▼

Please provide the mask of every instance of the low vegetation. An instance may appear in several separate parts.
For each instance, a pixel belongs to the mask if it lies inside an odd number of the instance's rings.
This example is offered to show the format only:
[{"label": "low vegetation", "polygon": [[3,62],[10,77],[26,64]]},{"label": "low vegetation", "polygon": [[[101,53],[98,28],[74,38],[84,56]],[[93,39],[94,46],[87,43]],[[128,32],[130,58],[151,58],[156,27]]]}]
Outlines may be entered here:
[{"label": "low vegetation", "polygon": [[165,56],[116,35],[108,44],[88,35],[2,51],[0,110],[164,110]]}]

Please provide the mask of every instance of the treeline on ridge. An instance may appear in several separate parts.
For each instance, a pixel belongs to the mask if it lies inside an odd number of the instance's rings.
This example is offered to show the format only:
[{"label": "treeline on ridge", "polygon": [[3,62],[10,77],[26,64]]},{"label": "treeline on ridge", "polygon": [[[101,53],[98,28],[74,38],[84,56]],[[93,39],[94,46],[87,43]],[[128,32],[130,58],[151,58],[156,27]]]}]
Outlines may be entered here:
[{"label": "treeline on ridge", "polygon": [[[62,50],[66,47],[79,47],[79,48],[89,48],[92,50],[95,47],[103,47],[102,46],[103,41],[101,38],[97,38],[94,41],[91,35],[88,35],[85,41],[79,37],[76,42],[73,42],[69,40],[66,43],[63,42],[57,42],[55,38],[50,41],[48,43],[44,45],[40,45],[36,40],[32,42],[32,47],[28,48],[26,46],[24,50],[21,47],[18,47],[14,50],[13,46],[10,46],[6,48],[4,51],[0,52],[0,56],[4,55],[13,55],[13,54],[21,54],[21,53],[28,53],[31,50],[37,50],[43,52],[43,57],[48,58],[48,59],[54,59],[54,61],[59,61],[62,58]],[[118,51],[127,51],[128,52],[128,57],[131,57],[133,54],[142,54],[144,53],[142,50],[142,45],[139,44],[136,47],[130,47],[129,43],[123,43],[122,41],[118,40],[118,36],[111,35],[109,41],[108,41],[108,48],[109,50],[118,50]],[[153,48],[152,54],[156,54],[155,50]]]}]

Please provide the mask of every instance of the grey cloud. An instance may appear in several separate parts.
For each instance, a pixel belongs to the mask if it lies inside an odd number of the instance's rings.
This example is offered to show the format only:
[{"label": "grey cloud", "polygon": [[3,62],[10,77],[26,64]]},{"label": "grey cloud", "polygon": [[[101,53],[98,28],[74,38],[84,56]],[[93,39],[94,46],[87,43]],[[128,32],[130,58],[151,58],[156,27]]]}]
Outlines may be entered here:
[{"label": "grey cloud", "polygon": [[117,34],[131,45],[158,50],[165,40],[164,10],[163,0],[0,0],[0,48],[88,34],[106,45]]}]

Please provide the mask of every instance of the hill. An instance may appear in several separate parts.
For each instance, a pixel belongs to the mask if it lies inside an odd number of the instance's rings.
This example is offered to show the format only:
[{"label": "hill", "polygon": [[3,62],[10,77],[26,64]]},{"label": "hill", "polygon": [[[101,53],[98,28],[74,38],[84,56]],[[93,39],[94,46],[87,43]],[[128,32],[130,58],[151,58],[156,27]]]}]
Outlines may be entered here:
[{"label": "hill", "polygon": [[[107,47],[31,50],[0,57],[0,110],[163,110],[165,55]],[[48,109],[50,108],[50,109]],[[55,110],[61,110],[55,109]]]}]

▲

Direction. Rewrite the listing from the line containing "Please provide the mask of every instance of the grey" through the end, putting "Enter the outlines here" in place of "Outlines may be entered here" and changing nothing else.

Result for this task.
Please provide the mask of every instance of the grey cloud. An instance may appear in several separate parts.
For each instance, a pixel belongs to the mask if it lies inside an odd number of the instance's rings.
This example is offered to show the format only:
[{"label": "grey cloud", "polygon": [[3,62],[10,77],[26,64]]},{"label": "grey cloud", "polygon": [[[101,53],[98,28],[74,38],[84,56]],[[93,39],[94,46],[87,43]],[[128,32],[130,58],[151,58],[156,27]]]}]
Enter the outlines here:
[{"label": "grey cloud", "polygon": [[117,34],[131,45],[158,50],[165,40],[164,10],[163,0],[0,0],[0,48],[88,34],[106,45]]}]

Please provide the mask of every instance of the hill. An instance may appear in several separate parts.
For each instance, a pixel belongs to the mask if it lies inside an odd number of the instance's rings.
This example is offered to show the format only:
[{"label": "hill", "polygon": [[3,62],[10,77],[26,64]]},{"label": "hill", "polygon": [[[101,53],[98,28],[74,38],[84,56]],[[93,39],[94,46],[87,43]],[[128,32],[130,58],[151,58],[156,27]]]}]
Enter the outlines here:
[{"label": "hill", "polygon": [[[107,47],[31,50],[0,57],[0,110],[163,110],[165,55]],[[48,109],[50,108],[50,109]],[[55,110],[61,110],[55,109]]]}]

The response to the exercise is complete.